(Saved entries)
★ ★ ★ ★

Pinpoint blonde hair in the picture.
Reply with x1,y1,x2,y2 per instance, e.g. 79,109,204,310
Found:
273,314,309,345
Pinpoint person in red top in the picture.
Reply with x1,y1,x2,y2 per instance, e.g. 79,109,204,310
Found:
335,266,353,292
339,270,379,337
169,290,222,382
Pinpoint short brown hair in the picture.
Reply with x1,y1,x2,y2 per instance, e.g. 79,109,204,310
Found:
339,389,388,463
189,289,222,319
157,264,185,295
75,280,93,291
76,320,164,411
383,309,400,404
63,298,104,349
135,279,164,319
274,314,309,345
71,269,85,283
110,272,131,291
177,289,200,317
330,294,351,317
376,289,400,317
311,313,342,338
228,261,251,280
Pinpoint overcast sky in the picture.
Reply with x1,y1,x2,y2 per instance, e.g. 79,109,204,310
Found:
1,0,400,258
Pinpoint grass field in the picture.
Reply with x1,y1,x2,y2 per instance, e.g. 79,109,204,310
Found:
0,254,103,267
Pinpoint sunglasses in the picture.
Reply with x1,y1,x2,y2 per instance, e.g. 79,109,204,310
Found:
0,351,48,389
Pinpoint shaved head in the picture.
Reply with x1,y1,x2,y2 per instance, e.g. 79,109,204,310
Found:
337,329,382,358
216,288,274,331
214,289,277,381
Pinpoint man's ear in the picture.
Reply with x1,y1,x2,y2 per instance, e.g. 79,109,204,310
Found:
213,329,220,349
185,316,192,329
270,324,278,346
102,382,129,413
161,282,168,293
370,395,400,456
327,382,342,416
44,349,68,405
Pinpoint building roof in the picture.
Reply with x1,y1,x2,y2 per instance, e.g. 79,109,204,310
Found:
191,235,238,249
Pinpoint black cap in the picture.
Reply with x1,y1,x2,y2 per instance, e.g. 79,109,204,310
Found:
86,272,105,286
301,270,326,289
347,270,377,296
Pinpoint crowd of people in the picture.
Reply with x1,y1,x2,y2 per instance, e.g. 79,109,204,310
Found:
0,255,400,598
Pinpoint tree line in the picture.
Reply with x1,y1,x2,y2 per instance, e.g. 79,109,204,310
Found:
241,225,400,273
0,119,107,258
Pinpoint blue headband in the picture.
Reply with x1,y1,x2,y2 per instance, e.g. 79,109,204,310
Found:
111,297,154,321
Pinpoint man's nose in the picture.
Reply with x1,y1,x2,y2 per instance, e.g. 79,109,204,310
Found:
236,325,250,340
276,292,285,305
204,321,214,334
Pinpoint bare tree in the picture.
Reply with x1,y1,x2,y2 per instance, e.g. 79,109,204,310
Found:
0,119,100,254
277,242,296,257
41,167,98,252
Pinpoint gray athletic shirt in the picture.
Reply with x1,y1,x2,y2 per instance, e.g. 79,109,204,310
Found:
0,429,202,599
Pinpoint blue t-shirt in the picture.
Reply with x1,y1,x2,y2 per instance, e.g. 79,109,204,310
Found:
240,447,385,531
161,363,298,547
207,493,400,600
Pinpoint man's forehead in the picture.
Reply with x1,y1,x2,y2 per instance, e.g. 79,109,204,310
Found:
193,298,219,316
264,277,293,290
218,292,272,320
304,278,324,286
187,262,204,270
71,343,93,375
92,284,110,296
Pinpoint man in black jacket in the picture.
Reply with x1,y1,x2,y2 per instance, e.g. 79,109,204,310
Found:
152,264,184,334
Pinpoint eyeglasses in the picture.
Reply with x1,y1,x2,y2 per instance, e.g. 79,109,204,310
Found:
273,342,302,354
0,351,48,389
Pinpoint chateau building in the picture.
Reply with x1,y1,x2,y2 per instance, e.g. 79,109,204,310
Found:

★ ★ ★ ★

Work task - All of the entries above should be transcribed exactly, line for line.

Task answer -
Pinpoint blonde hair in the picture.
Reply with x1,y1,x2,y2 per instance, e.g. 79,109,204,310
Found:
273,314,309,345
Pinpoint person in red top in the picture.
Reply with x1,y1,x2,y2 per instance, e.g. 79,109,204,310
Found:
335,266,353,292
339,270,379,337
169,290,222,382
Pinpoint short brown hair in the picture.
Reply with x1,y1,x2,y2 per instance, e.g. 79,109,204,310
Found:
339,389,388,463
189,289,222,319
157,264,185,295
75,280,93,291
76,320,164,411
383,309,400,404
63,298,104,349
135,279,164,319
274,314,309,345
71,269,85,283
110,272,131,291
177,289,200,317
330,294,351,317
376,289,400,317
311,313,342,338
228,261,251,280
Pinpoint overcast sky in the picture.
Reply with x1,y1,x2,y2 per instance, e.g. 79,109,204,310
Found:
1,0,400,258
Pinpoint grass field in the picture.
Reply with x1,y1,x2,y2 per instance, e.g. 79,109,204,310
Found:
0,254,103,267
Pinpoint sunglasses in the picture.
Reply with x1,y1,x2,y2 per instance, e.g. 79,109,204,310
Found:
0,351,48,389
Pinpoint shaved head in the picture.
Reply with x1,y1,x2,y2 per instance, e.g. 79,109,204,310
Found:
337,329,382,358
216,288,274,331
214,289,277,381
Pinpoint man's ear in the picture.
Reply with x1,y1,x2,y2 per instance, e.g. 79,109,204,310
Found:
213,329,220,349
185,316,192,329
270,324,278,346
102,382,129,413
161,282,168,293
370,395,400,456
327,382,342,416
44,349,68,405
Pinpoint building roof in the picture.
Reply with x1,y1,x2,y2 per instance, e.g. 79,109,204,310
Found:
191,235,238,249
Pinpoint black cap in the picture.
Reply with x1,y1,x2,y2 per instance, e.g. 79,109,204,310
Found:
86,272,105,286
301,270,326,289
347,270,377,296
Pinpoint crowd of people in the picture.
Reply with x1,y1,x2,y2 per instance, e.g. 79,109,204,310
Found:
0,255,400,598
Pinpoint tree line in the picture.
Reply with x1,y1,x2,y2 per instance, e.g. 79,109,204,310
Found:
241,225,400,273
0,119,107,258
Pinpoint blue headband in the picture.
Reply with x1,y1,x2,y2 per instance, e.g. 79,109,204,310
Found:
111,297,154,321
Pinpoint man's nose in the picture.
Reply with x1,y1,x2,y2 per instance, e.g. 79,109,204,310
Found:
236,325,250,340
276,292,285,305
204,321,214,334
Pinpoint bare tree in the picture.
Reply with x1,y1,x2,y2 per instance, e.g. 79,109,204,310
Found:
0,119,100,254
277,242,296,257
41,167,98,252
Pinpoint gray athletic shirt in the picture.
Reply with x1,y1,x2,y2 per instance, e.g. 79,109,204,310
Found:
0,429,202,599
Pinpoint blue t-shirt in the picture.
Reply with x1,y1,x2,y2 per instance, e.g. 79,109,204,310
Found:
240,447,385,531
161,363,298,547
207,493,400,600
Pinpoint man's forehead in the picture.
Reply with x1,y1,x2,y2 per instance, e.g. 79,109,204,310
Found:
193,298,219,316
264,277,293,290
218,292,272,320
304,278,324,286
187,262,204,270
71,343,93,375
92,284,110,296
Pinpoint man in black jacket in the picture.
Reply with x1,y1,x2,y2 per instance, e.g. 79,109,204,310
Found:
152,264,184,334
Pinpoint eyeglasses in the picture.
Reply with x1,y1,x2,y2 per instance, e.g. 79,109,204,310
Found:
273,342,302,354
0,351,48,389
Pinpoint chateau building in the picture.
Reply with x1,y1,x2,y2 per instance, e.g. 79,109,204,310
Found:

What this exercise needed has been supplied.